Dataset excerpts —
>>>

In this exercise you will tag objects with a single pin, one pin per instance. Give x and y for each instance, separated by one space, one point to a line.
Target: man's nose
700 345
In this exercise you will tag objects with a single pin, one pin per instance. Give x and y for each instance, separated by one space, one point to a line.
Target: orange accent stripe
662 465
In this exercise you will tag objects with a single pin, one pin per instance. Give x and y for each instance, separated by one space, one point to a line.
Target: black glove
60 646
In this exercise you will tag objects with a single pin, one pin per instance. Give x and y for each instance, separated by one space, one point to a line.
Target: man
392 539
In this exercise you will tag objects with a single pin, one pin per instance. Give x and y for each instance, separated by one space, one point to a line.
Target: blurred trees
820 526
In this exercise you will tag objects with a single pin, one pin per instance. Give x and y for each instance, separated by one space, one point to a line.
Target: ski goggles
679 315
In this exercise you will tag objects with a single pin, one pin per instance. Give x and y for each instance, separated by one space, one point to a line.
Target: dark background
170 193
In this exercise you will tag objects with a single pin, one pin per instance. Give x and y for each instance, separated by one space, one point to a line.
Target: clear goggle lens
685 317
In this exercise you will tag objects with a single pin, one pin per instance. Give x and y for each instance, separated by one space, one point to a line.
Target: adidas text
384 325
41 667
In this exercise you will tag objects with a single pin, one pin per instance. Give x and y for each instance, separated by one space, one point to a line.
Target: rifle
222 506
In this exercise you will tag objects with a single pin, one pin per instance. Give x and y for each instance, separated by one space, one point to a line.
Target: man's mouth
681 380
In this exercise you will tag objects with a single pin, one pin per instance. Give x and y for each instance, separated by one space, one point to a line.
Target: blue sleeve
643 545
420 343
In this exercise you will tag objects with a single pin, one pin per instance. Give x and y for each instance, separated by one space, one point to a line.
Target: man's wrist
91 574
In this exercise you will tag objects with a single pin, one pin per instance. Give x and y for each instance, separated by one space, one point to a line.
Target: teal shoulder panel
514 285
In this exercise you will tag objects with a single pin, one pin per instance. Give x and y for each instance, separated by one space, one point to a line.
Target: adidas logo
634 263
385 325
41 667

<<<

Written instruction — Which lines in the items above contain the string "adidas"? Copy each one in full, treating uppercase and lowercase letters as different.

The answer —
Target: adidas text
Target: adidas logo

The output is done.